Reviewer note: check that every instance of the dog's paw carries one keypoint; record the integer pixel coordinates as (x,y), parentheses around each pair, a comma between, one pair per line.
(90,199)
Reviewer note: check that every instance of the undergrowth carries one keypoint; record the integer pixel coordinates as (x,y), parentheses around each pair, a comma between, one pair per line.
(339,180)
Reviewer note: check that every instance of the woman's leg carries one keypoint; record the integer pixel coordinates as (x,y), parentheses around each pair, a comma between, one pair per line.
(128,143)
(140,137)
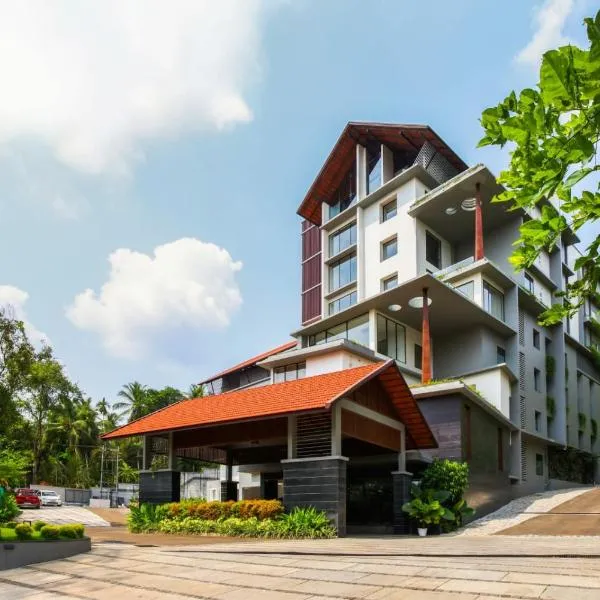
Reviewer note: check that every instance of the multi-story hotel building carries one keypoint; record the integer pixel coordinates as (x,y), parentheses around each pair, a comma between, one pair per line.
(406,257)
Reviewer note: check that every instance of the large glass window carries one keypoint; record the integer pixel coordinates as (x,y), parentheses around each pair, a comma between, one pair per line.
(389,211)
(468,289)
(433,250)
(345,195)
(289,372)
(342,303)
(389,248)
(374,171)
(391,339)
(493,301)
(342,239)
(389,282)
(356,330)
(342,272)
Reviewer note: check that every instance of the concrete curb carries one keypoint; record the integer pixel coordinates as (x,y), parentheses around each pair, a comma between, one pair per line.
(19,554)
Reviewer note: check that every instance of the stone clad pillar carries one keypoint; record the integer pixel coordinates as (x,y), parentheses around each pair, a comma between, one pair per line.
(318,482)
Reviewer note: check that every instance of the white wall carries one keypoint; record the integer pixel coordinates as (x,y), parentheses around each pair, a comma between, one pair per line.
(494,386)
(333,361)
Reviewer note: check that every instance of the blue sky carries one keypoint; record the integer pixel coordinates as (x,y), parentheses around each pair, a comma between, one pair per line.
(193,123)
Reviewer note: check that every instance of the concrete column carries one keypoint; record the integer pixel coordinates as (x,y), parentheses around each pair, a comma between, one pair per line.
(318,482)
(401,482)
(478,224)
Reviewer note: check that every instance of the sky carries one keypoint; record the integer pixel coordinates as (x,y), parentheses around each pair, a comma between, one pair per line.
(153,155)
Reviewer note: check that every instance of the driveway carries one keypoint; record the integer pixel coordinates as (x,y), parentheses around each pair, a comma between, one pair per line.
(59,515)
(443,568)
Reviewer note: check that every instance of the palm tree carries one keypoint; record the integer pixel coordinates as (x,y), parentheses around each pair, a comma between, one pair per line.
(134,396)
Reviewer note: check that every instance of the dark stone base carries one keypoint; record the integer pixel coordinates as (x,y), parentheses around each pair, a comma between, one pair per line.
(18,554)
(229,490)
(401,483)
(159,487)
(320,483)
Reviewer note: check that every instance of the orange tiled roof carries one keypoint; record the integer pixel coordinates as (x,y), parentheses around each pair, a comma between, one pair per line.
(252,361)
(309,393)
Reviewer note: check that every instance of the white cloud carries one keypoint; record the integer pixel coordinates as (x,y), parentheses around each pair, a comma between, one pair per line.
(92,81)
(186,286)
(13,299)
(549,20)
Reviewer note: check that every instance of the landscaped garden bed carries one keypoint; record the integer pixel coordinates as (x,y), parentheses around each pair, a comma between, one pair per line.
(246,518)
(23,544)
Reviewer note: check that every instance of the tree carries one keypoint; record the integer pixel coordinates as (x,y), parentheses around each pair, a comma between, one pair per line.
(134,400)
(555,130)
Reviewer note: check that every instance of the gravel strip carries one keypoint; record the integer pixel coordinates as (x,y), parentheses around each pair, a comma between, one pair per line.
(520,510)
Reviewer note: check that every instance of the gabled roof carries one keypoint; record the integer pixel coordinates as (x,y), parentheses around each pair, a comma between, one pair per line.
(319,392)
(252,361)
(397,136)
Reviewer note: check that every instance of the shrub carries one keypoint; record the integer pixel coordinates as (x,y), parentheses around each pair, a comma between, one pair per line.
★ ★ ★ ★ ★
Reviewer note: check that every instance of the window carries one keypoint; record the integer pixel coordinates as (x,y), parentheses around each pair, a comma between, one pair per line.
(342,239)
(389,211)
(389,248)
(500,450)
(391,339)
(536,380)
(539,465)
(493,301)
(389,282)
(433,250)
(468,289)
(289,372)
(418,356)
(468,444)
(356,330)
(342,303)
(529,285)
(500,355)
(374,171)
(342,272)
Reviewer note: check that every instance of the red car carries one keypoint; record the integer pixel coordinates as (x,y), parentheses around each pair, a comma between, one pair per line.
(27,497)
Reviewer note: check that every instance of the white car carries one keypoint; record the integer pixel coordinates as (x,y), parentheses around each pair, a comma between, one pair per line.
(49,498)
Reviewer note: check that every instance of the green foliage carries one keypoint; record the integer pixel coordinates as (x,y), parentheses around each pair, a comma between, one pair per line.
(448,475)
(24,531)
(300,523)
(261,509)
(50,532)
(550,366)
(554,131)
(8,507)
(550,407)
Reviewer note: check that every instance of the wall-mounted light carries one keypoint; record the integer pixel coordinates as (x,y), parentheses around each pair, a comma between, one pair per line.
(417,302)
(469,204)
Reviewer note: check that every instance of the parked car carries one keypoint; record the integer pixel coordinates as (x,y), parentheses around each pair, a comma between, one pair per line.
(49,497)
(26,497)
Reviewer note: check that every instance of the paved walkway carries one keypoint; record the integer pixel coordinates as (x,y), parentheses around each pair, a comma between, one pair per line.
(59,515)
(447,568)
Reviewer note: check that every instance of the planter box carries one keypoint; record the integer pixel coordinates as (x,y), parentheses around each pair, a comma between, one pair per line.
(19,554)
★ ★ ★ ★ ★
[Exercise]
Gather every row above that contains the word "stone" and copy each one in full. Case counts, so a row matches only if its capitalization is the same.

[Answer to the problem]
Reviewer note: check that every instance of the stone clad pillar carries one keypoint; record the integer pixel coordinates as (x,y), parentheses around each pair, a comma between, one pair per line.
Reviewer note: check that every instance of the dark stone base carries one keypoint; record the integer pixel coordinates as (x,y), parentheses around each pair, a comma between, one pair per line.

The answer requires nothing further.